> _Text under study_:

Health-care providers could help avert depression in fathers of children with fatal cancer

Adequately preparing parents, intellectually and emotionally, for the death of their child is associated with parents' future health, according to an article published Online this week and in The Lancet Oncology special edition on paediatric oncology.

Little is known about when parents gain intellectual and emotional awareness of their child’s impending death from cancer, or how length of this awareness time affects bereaved parents’ risk of long-term morbidity.

Unnur Valdimarsdóttir (Karolinska Instituite, Stockholm, Sweden) and colleagues asked 449 Swedish parents, who had lost a child between 1992 and 1997, for their perceptions of intellectual and emotional awareness time of their child’s fatal cancer. Parents responded to a questionnaire 4–9 years after their child’s death, in 2001.

A quarter of the parents reported a short intellectual awareness time of their child’s impending death (less than 24 hours), and 45% reported a short emotional awareness time (less than 24 hours) before their child’s death from cancer.

The main predictor of intellectual and emotional awareness time for both fathers and mothers was adequate information from the physician on the child’s fatal prognosis. Absence of information on the child’s fatal condition tripled the risk of having short intellectual awareness, and cessation of curative treatment was also important in reducing short awareness time. Absence of information from health-care providers that a child did not have long to live, and not talking with the other parent about a child’s impending death, were predictors for short emotional awareness time in both parents.

> _Problem details_: Can you continue the article on preparing parents for a child's death from cancer from the point where it stops?

> _Collected data entries_:

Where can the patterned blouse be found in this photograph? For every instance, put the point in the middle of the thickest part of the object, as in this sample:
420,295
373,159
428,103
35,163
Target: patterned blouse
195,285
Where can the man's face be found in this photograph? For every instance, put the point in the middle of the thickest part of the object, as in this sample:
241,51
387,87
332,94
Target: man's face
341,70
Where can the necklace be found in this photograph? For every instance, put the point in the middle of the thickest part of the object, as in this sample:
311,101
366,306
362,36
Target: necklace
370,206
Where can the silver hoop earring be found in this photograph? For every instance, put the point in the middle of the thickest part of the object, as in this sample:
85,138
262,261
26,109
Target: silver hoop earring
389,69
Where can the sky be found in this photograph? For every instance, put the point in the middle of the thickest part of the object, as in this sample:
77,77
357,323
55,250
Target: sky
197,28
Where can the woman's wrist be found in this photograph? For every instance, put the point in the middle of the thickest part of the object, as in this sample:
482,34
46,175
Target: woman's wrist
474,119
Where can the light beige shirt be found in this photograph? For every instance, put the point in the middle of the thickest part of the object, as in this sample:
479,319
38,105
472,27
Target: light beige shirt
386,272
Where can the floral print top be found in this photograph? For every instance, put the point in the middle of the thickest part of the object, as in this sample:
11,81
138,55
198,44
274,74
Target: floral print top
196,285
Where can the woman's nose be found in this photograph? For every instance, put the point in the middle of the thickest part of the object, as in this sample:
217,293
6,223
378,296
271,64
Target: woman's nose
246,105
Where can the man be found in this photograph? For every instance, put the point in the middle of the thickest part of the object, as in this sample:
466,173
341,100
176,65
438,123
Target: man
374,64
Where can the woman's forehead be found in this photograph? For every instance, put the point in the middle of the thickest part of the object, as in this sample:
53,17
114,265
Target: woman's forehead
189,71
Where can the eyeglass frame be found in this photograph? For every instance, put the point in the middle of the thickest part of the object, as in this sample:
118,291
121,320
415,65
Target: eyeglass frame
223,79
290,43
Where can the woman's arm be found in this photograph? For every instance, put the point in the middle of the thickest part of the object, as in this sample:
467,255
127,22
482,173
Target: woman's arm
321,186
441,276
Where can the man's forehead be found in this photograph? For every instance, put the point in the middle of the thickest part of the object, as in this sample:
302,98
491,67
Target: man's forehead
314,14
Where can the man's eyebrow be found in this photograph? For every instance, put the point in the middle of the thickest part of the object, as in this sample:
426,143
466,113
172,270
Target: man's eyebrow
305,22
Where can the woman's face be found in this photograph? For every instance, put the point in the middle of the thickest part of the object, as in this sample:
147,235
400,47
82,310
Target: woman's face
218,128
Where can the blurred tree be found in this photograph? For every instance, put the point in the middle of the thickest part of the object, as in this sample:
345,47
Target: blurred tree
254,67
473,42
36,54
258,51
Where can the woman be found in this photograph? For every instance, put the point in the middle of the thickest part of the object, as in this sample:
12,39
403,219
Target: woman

> _Reply_:
Fathers and mothers were also affected differently by some of the factors examined. For example, for fathers, having only a short time to spend at a child’s bedside, not having talked to a dying child about death, and having low education status contributed to their reported short awareness times. Of note, the authors’ findings suggest that short emotional awareness time puts these fathers at increased risk of long-term depression, absence from employment due to sick leave, or taking medications for psychological problems at follow-up.

The authors conclude: “The study clearly shows an association between actions of health-care providers within the paediatric oncology setting—specifically the practice of providing information about the child’s incurable prognosis and encouraging discussion between parents on the impending death—and the duration of time parents are intellectually and emotionally aware of the child's impending death due to cancer. Moreover, the study demonstrates that parents' time with emotional awareness is often very short which may imply increased risk for long-term psychological morbidity, especially for fathers”.